** WHAT THE EXERCISE ASKS **
Which lines in the data below contain the string "query"? Find every one and copy it out in full.

◆ ◆ ◆

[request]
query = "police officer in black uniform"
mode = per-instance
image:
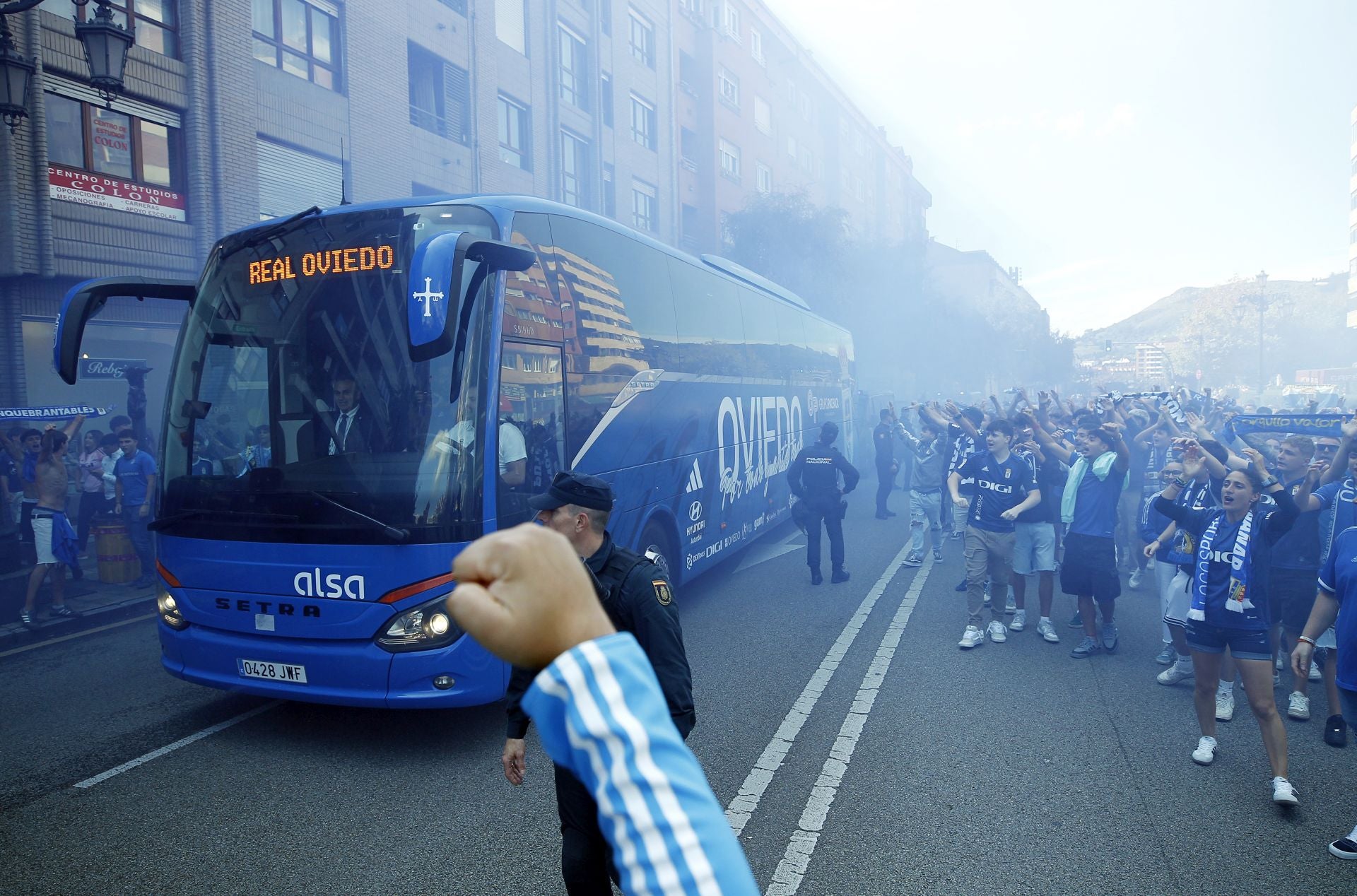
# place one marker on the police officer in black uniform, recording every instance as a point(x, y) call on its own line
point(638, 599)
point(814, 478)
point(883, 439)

◆ ◆ ◆

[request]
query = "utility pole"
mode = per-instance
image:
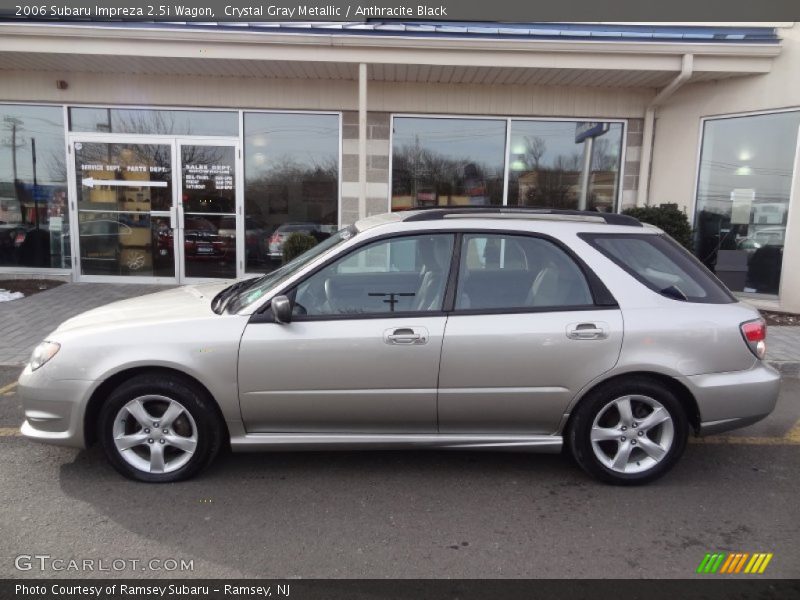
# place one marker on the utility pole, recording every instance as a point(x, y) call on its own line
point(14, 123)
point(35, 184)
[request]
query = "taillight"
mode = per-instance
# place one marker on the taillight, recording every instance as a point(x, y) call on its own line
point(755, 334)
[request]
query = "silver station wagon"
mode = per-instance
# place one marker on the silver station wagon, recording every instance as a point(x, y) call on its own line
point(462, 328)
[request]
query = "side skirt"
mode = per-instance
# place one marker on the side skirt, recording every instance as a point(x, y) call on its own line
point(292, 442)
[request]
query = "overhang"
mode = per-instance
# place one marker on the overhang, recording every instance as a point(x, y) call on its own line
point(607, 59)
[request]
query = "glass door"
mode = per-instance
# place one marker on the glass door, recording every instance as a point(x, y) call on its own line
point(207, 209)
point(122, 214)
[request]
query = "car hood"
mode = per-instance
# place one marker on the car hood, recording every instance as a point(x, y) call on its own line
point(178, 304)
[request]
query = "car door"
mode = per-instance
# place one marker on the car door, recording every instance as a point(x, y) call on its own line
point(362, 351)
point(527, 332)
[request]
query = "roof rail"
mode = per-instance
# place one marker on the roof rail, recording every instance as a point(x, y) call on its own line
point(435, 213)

◆ ◆ ◆

** TASK RESULT **
query = "police officer in black uniform"
query = "utility pole"
query = "taillight"
query = "silver station wagon"
query = "side skirt"
query = "overhang"
query = "glass door"
query = "car hood"
query = "car door"
query = "roof rail"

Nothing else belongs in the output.